===== TEXTABSCHNITT =====

Christian Dürr: Der Soli muss weg
Der FDP-Fraktionsvorsitzende Christian Dürr gab der Stuttgarter Zeitung (Freitagsausgabe) das folgende Interview. Die Fragen stellte Tobias Peter.
Frage: Herr Dürr, die deutsche Wirtschaft kommt nicht in Tritt. Wie viel Schuld trägt die Ampelkoalition daran?
Dürr: Die deutsche Wirtschaft steht vor gigantischen Herausforderungen, weil unsere Vorgängerregierungen einen Reformstau hinterlassen haben. Die Große Koalition hat für den Wirtschaftsstandort Deutschland nichts getan. Wir ändern das jetzt.
Frage: Sie regieren seit mehr als zwei Jahren und schuld sind die anderen?

===== GEGEBENE ANGABEN =====

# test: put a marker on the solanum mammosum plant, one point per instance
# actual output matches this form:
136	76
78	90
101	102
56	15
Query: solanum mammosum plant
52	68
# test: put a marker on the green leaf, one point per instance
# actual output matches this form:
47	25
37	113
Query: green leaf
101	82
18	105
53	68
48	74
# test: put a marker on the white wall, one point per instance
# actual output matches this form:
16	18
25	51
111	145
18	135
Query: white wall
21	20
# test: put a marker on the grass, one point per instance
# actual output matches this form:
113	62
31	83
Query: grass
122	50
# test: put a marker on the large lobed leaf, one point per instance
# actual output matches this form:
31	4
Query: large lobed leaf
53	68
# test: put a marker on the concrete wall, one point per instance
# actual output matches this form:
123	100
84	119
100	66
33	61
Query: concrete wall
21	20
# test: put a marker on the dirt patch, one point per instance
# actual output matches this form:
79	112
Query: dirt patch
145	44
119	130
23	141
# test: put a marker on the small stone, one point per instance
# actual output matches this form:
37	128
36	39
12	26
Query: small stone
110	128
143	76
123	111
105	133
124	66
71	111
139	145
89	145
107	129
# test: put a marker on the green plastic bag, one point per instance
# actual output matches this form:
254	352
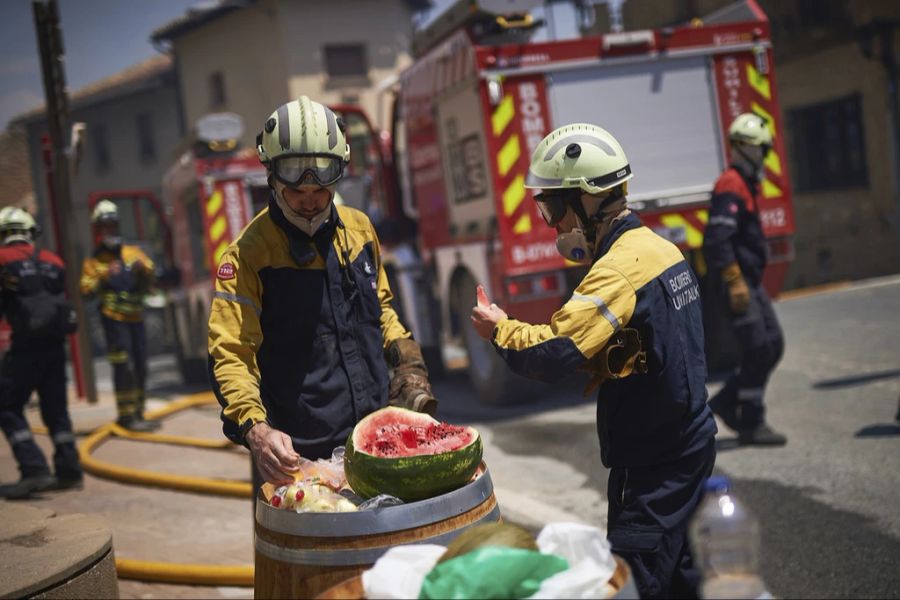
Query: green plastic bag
491	572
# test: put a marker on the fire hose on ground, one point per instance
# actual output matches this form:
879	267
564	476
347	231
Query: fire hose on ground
165	572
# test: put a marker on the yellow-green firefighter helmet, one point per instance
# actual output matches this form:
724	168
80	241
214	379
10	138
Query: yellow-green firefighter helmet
578	156
751	129
105	211
301	139
16	225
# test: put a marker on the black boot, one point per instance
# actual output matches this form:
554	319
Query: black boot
761	435
725	411
137	423
27	486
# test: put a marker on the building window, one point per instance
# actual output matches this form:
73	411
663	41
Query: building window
821	13
217	90
99	139
828	145
146	141
347	60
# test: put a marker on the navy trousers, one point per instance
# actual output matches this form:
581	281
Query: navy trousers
761	342
42	369
649	512
126	350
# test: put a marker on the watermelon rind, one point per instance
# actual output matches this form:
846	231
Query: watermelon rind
410	478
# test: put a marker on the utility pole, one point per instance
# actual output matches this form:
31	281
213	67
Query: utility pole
46	22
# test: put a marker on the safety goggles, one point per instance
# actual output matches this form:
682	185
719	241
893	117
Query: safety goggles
321	169
554	203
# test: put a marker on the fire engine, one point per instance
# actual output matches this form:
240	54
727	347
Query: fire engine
480	96
444	183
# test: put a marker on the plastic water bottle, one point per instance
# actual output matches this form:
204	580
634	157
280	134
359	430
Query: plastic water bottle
725	540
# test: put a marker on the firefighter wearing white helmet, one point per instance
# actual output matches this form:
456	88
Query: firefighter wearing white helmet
121	275
301	322
736	253
581	168
32	300
17	225
634	323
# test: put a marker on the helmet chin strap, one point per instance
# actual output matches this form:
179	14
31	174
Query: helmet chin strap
750	165
307	226
582	243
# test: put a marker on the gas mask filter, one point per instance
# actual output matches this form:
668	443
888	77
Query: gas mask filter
307	226
573	246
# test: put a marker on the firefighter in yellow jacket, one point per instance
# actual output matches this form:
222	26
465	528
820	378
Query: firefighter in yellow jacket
635	323
301	324
120	276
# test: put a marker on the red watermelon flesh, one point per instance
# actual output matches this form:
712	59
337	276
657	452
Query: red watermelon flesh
393	440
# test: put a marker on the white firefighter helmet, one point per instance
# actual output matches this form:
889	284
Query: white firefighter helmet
17	225
578	156
750	129
303	140
105	211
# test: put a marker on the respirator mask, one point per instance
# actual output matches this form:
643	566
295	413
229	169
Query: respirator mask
308	226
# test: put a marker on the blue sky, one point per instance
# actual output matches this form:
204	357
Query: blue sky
101	37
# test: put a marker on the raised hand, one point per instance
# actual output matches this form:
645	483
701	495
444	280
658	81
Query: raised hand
486	315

=====

AUFGABENSTELLUNG
Wiederhole aus dem Interview wortgetreu alles von „Dürr: Die deutsche“ bis hinunter zu „ändern das jetzt.“. Stütze dich allein auf das Interview.

GELÖSTE AUFGABE
Dürr: Die deutsche Wirtschaft steht vor gigantischen Herausforderungen, weil unsere Vorgängerregierungen einen Reformstau hinterlassen haben. Die Große Koalition hat für den Wirtschaftsstandort Deutschland nichts getan. Wir ändern das jetzt.